**Exercise tasks:**
1/ In the forum thread about finding a bike rack, what vehicle does the first poster want the rack to fit?
2/ Write the next part of the forum thread about finding a bike rack, picking up after its final line.

**Excerpt:**
>> START

# Looking for a Bike Rack



## justlooking (Jun 12, 2010)

Anyone know where I can find a bike rack that would fit on the back of my Dodge Durango and hold up to three bikes? I tried Decathalon and a bike shop, but no luck so far. We've found some cool bike paths for the whole family, but loading and unloading the bikes in the car has been a deterrent. 

Thanks in advance for any advice.


----------



## jessil (Jun 21, 2009)

there is a bike shop on sz road close to harley davidson showroom.. i forgot the store name...


----------



## BedouGirl (Sep 15, 2011)

>> END

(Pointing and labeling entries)
>> START

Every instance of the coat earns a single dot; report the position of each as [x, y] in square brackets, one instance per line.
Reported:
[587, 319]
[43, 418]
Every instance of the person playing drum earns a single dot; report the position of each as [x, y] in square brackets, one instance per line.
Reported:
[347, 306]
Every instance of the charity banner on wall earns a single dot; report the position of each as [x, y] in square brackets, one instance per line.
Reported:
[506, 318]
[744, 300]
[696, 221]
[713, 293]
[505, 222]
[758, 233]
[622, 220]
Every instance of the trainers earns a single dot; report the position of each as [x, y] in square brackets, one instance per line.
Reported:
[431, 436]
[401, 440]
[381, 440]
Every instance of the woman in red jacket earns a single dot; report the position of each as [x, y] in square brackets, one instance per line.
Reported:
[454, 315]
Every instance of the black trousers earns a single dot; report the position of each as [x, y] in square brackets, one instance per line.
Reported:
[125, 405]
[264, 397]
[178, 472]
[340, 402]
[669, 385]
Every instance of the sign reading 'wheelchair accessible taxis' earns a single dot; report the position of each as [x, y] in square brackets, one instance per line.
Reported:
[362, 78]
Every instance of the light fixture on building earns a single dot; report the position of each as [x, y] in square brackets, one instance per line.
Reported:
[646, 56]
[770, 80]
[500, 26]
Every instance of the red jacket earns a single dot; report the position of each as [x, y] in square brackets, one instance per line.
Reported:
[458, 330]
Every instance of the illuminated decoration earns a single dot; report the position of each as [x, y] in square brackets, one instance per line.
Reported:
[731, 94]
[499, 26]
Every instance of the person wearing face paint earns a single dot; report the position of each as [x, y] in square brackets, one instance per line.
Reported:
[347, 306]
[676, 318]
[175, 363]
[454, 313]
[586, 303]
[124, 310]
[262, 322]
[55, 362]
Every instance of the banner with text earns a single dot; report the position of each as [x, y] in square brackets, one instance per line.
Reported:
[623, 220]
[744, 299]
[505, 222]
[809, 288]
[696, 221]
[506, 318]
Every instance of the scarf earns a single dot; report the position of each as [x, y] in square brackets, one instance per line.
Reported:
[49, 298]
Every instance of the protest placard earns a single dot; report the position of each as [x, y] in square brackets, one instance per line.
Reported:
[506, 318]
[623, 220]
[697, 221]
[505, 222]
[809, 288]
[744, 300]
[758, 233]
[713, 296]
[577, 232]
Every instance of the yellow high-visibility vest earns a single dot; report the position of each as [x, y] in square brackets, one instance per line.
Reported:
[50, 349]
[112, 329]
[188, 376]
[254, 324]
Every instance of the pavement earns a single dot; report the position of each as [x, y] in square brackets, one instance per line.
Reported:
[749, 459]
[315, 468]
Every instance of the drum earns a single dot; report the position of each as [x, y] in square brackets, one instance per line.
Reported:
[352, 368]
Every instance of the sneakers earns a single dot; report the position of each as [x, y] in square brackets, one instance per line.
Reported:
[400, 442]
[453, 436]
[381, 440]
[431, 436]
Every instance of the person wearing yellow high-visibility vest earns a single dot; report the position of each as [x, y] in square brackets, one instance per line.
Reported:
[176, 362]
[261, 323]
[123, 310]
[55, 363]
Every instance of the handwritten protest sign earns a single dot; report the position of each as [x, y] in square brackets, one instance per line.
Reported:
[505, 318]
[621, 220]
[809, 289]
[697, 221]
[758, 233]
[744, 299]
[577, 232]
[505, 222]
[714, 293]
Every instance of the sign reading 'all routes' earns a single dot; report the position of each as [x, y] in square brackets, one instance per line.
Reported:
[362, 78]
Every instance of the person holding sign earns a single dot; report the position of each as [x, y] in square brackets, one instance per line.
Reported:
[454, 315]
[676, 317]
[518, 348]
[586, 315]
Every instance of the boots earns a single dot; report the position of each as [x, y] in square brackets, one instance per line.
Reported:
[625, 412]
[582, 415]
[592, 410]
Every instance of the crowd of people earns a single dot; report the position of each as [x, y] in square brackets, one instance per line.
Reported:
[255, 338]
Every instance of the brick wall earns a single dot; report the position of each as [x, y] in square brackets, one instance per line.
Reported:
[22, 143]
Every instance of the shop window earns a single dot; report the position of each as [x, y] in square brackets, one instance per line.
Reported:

>> END

**Results of the tasks:**
1/ A Dodge Durango.

2/
If Wolfi's doesn't have it http://www.wbs.ae/ they will know where you can get one. I think there is another bike shop on SZR further down but I don't know the name, but this should also help http://www.google.co.uk/search?q=bike+shops+dubai&ie=UTF-8&oe=UTF-8&hl=en&client=safari


----------



## xchaos777 (Dec 15, 2010)

Hi,

I will be looking for bike paths soon, where did you find them?

Thanks!


----------



## sezley (Oct 22, 2011)

xchaos777 said:


> Hi,
> 
> I will be looking for bike paths soon, where did you find them?
> 
> Thanks!


Have tried Go Sports.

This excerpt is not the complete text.